▶ _EXCERPT PROVIDED_:
◆ ◆ ◆ ◆ ◆

Once securing a job, there are additional problems facing addicts. According to the American Council for Drug Education, individuals who are using drugs are 10 times more likely to miss work and are almost four times more likely to be involved in a workplace accident. They are also typically 33 percent less productive than their coworkers who are not using. As a result of addiction issues, many people with substance abuse problems end up having difficulty either getting a job or staying employed, placing additional stress on their family.
Choosing a Drug Rehab Program
Working towards sobriety is not an easy process for most people. In fact, it is very common to try several drug treatment programs before finally finding one that is a useful fit for the long term. There are several ways to determine if you are really ready for recovery:
Keep Track of Your Use
One way to figure out if you are ready to make the changes necessary is to keep track of your drug use. You might be surprised to discover just how much you are using on a regular basis. You can even keep track of how much money you are spending over the course of a month.
Evaluate what is Important to You
You can also make a decision to go into rehab based on what is being affected by your continued use. Your family or spouse may be threatening to leave if you continue using. Your job may be on the line if you do not enter recovery.
Think About What is Preventing You from Changing
You may have obstacles standing between you and recovery. Think about what you need to happen for you to really commit to making a significant life change.

◆ ◆ ◆ ◆ ◆

▶ _THINGS TO DO_:
#1 Do these statements agree with the excerpt about addiction and rehab? Answer yes or no for each, quoting the words that decide it. (a) People using drugs are 10 times more likely to miss work. (b) People using drugs are typically half as productive as coworkers who are not using. (c) Most people find a suitable treatment program on their first attempt.
#2 Could you output the passage of the excerpt about addiction and rehab starting at "Choosing a Drug" and ending at "not enter recovery."?
The lines that follow come from a separate source, not from the excerpt about addiction and rehab.

[Dataset excerpts]
◆ ◆ ◆ ◆ ◆

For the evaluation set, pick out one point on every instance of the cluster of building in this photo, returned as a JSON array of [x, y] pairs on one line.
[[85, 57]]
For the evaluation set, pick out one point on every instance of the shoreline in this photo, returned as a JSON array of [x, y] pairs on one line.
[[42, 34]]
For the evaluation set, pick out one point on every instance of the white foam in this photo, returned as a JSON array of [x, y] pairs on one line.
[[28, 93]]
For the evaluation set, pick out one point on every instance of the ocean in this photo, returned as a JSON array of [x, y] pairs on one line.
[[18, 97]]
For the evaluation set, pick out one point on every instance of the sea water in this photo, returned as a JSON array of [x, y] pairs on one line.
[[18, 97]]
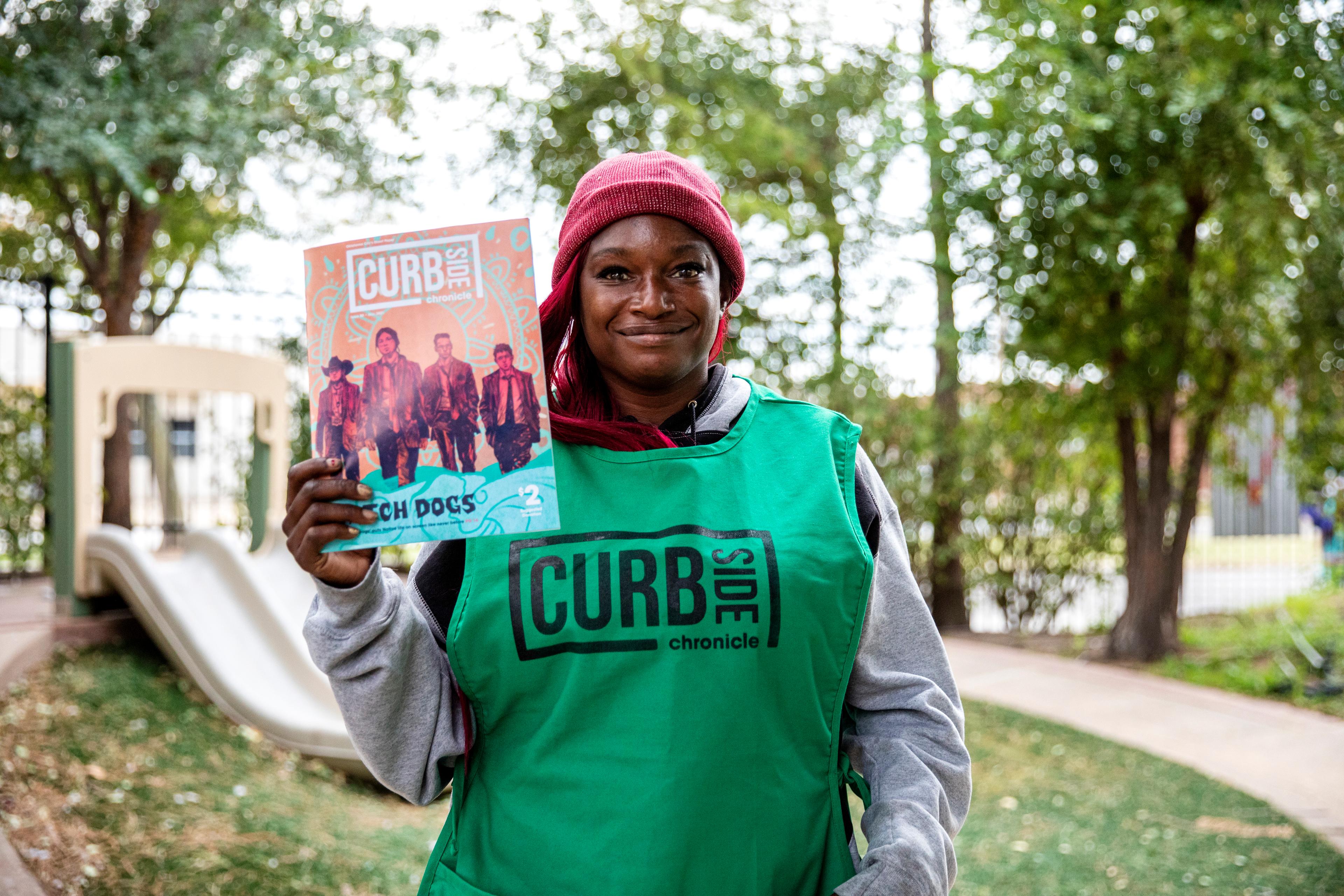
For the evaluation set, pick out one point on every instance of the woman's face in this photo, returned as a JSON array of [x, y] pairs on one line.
[[651, 301]]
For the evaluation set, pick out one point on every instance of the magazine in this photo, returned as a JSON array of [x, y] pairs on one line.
[[427, 381]]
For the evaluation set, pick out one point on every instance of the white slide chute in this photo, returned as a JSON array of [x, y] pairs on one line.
[[233, 622]]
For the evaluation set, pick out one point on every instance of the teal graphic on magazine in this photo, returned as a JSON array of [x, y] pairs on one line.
[[427, 382]]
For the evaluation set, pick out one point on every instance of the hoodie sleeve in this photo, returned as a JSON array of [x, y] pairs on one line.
[[392, 680], [909, 737]]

◆ ◆ ◆ ◆ ◆

▶ _ANSWERS BY ITEM_:
#1
(a) Yes: "individuals who are using drugs are 10 times more likely to miss work"
(b) No: "They are also typically 33 percent less productive than their coworkers who are not using."
(c) No: "it is very common to try several drug treatment programs before finally finding one that is a useful fit for the long term"

#2
Choosing a Drug Rehab Program
Working towards sobriety is not an easy process for most people. In fact, it is very common to try several drug treatment programs before finally finding one that is a useful fit for the long term. There are several ways to determine if you are really ready for recovery:
Keep Track of Your Use
One way to figure out if you are ready to make the changes necessary is to keep track of your drug use. You might be surprised to discover just how much you are using on a regular basis. You can even keep track of how much money you are spending over the course of a month.
Evaluate what is Important to You
You can also make a decision to go into rehab based on what is being affected by your continued use. Your family or spouse may be threatening to leave if you continue using. Your job may be on the line if you do not enter recovery.